DOKUMENTABSCHNITT:
- - - - -

Bestattung interkulturell: Postmortale Eheschließung

Postmortale Eheschließung

Postmortale Eheschließung in Frankreich

Frankreich ist eines der ganz wenigen Länder der Welt, in denen eine Eheschließung auch nach dem Tod eines Partners rechtlich möglich ist. Die Grundlage dafür bildet Artikel 171 des Code civil, der diese außergewöhnliche Form der Trauung erlaubt – allerdings nur unter streng reglementierten Bedingungen.

Voraussetzung ist, dass ein „außergewöhnlich schwerwiegender Grund“ vorliegt. Das kann etwa der Fall sein, wenn das Paar bereits alle formalen Schritte zur Eheschließung unternommen hat, die Hochzeit jedoch durch den plötzlichen Tod eines Partners verhindert wurde. Ebenso kann die Geburt eines gemeinsamen Kindes, das vor der Trauung gezeugt wurde, ein solcher Grund sein.

Die Entscheidung liegt beim Staatspräsidenten, der die Eheschließung per Dekret genehmigen muss. Die Trauung erfolgt anschließend in Anwesenheit eines Standesbeamten und wird im Eheregister so eingetragen, als hätte sie zu Lebzeiten beider Partner stattgefunden – mit allen rechtlichen Konsequenzen, etwa in Bezug auf Erbrecht oder den Familiennamen.

Ein besonders bekanntes Beispiel ist der Fall eines jungen Paares, das kurz vor der Hochzeit stand. Der Bräutigam kam bei einem tragischen Unfall ums Leben, bevor die Trauung vollzogen werden konnte. In diesem Fall griff Präsident Charles de Gaulle persönlich ein und genehmigte die postmortale Ehe, die anschließend offiziell beurkundet wurde.

Auch Naturkatastrophen haben solche Eheschließungen ausgelöst: Nach dem Bruch des Malpasset-Staudamms in der Nähe von Fréjus am 2. Dezember 1959, bei dem 423 Menschen ums Leben kamen, nutzten mehrere Hinterbliebene die Möglichkeit, ihre bereits verstorbenen Partner posthum zu heiraten. Für die Betroffenen war dies nicht nur ein Akt der Liebe, sondern auch ein wichtiger Schritt zur Sicherung gemeinsamer Rechte und Ansprüche.

Frankreich zeigt damit, dass das Recht in seltenen Fällen menschliche Tragödien anerkennt und versucht, zumindest im Nachhinein formale Hürden zu überwinden – auch wenn der Bund fürs Leben bereits vom Tod überschattet wurde.

Postmortale Ehe in China – Geisterhochzeiten

In China existiert eine jahrhundertealte Tradition, die in Teilen des Landes bis heute praktiziert wird: die sogenannte „Geisterhochzeit“ (Minghun). Dabei handelt es sich um eine Eheschließung zwischen zwei Verstorbenen – oder zwischen einem lebenden und einem verstorbenen Partner.

- - - - -

BEREITGESTELLTE DATEN:
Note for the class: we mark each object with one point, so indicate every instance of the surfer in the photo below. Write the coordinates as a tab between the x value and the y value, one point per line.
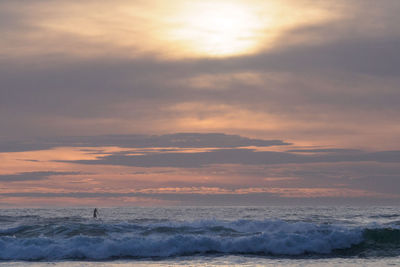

- - - - -

IHRE AUFGABEN:
A) Welcher Artikel des Code civil ist laut dem Dokumentabschnitt die Rechtsgrundlage für die postmortale Eheschließung in Frankreich?
B) Übersetzen Sie den folgenden Satz aus dem Dokumentabschnitt ins Englische: „Die Entscheidung liegt beim Staatspräsidenten, der die Eheschließung per Dekret genehmigen muss.“
C) Geben Sie den Dokumentabschnitt wortgetreu wieder, beginnend bei „In China existiert“ und endend bei „einem verstorbenen Partner.“.

LÖSUNGEN:
A) Artikel 171 des Code civil.

B) The decision lies with the President of the Republic, who must authorize the marriage by decree.

C)
In China existiert eine jahrhundertealte Tradition, die in Teilen des Landes bis heute praktiziert wird: die sogenannte „Geisterhochzeit“ (Minghun). Dabei handelt es sich um eine Eheschließung zwischen zwei Verstorbenen – oder zwischen einem lebenden und einem verstorbenen Partner.